TO BE DONE >> Find each line of the items below that contains the string "green", matching case, and copy those lines.

PROVIDED DATA >>
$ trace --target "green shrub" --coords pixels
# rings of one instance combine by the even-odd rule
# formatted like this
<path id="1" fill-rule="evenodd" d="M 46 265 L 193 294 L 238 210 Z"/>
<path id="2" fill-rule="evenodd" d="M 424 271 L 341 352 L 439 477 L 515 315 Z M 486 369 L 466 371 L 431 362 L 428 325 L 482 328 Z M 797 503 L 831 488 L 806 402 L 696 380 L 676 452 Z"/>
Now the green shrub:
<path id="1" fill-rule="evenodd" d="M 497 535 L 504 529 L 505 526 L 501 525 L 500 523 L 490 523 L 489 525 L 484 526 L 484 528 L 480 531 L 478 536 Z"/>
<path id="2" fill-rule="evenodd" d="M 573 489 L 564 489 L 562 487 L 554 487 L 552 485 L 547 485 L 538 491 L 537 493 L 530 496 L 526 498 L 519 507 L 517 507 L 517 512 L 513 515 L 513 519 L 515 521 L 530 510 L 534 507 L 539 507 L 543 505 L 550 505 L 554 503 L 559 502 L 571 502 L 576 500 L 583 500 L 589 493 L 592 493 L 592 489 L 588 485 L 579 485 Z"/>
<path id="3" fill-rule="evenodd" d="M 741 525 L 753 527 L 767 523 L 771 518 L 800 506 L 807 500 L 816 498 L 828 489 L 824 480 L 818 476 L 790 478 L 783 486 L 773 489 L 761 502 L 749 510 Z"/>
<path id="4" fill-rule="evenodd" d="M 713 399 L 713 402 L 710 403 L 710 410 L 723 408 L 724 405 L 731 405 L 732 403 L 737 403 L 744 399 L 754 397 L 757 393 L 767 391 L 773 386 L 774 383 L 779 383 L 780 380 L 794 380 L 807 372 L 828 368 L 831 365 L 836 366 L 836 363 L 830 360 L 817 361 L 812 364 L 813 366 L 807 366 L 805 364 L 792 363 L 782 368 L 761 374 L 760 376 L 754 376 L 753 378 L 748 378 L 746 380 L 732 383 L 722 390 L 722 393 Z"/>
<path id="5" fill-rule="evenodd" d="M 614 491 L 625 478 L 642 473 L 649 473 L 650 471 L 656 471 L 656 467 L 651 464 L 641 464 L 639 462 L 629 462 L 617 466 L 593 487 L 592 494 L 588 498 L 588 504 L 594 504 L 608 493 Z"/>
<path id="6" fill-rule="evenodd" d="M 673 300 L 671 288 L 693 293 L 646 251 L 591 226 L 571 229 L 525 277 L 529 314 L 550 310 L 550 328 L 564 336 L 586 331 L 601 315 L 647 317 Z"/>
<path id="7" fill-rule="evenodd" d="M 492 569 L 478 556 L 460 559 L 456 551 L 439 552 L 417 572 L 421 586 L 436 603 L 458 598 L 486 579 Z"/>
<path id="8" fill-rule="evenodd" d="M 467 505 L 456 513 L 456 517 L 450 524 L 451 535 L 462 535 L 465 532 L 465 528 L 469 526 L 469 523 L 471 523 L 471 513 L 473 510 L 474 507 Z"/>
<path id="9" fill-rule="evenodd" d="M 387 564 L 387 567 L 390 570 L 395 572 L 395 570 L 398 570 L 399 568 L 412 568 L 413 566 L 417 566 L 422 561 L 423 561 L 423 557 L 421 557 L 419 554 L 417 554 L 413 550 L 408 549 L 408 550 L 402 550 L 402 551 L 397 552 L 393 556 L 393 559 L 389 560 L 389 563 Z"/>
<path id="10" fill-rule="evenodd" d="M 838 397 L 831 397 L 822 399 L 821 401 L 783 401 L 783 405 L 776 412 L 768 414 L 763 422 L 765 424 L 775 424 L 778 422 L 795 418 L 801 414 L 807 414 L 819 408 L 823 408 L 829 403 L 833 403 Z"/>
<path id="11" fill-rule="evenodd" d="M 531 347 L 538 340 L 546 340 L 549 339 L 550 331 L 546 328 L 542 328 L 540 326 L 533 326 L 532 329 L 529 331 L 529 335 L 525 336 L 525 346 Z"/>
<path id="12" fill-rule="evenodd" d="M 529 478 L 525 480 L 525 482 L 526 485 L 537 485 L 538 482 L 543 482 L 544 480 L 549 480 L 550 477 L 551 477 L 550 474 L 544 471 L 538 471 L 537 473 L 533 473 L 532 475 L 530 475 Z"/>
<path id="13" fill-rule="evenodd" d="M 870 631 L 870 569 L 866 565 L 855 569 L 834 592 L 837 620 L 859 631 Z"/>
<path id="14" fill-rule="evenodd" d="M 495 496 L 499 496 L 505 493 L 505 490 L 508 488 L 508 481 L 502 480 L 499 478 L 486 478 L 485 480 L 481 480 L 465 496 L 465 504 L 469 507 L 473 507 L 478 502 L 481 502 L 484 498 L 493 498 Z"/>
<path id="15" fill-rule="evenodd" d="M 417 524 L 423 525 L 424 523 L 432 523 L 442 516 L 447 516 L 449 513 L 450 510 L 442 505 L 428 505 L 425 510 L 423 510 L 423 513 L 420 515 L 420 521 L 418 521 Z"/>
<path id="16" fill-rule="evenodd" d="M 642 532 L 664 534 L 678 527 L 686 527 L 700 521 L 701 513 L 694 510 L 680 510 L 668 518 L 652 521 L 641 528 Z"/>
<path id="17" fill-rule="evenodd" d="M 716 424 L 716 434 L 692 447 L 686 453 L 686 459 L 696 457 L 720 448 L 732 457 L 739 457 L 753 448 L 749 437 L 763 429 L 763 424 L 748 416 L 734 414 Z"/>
---
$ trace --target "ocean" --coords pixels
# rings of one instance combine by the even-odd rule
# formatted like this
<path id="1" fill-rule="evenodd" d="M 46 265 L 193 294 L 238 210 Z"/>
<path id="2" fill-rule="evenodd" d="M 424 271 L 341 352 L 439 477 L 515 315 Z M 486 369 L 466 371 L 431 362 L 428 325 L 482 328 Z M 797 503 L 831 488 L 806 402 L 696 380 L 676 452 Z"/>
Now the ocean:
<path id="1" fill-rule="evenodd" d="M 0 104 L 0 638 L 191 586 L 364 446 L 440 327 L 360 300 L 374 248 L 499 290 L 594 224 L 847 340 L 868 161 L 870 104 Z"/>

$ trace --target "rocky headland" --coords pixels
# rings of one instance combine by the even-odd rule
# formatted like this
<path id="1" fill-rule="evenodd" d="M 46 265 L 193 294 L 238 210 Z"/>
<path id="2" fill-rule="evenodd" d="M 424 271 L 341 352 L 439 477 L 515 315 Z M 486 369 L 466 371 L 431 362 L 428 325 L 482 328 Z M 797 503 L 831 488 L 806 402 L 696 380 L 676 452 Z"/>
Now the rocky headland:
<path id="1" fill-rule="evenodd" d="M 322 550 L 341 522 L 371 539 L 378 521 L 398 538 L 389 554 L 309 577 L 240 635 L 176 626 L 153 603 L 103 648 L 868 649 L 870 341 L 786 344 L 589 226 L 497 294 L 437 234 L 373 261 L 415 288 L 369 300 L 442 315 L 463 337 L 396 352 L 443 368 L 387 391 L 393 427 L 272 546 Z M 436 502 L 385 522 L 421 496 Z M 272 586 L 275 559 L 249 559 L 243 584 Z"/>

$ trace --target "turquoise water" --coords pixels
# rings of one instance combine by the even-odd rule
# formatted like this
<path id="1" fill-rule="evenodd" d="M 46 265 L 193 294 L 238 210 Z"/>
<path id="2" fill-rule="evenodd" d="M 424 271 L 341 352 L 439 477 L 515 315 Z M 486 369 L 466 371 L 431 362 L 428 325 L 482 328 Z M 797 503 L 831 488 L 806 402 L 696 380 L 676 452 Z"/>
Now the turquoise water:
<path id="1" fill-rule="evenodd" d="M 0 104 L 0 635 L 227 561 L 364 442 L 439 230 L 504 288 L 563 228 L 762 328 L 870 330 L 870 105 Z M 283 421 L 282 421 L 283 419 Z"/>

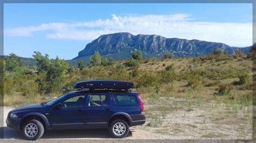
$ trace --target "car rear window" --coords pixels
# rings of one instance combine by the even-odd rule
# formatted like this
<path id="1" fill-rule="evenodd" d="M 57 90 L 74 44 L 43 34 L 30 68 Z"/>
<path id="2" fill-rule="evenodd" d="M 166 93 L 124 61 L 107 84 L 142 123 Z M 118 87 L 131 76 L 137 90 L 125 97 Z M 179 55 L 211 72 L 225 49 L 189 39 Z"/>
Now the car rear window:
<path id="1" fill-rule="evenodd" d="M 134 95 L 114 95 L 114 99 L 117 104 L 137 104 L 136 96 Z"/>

TASK RESPONSE >>
$ trace --target "green shrub" --coords pixels
Now the green shrub:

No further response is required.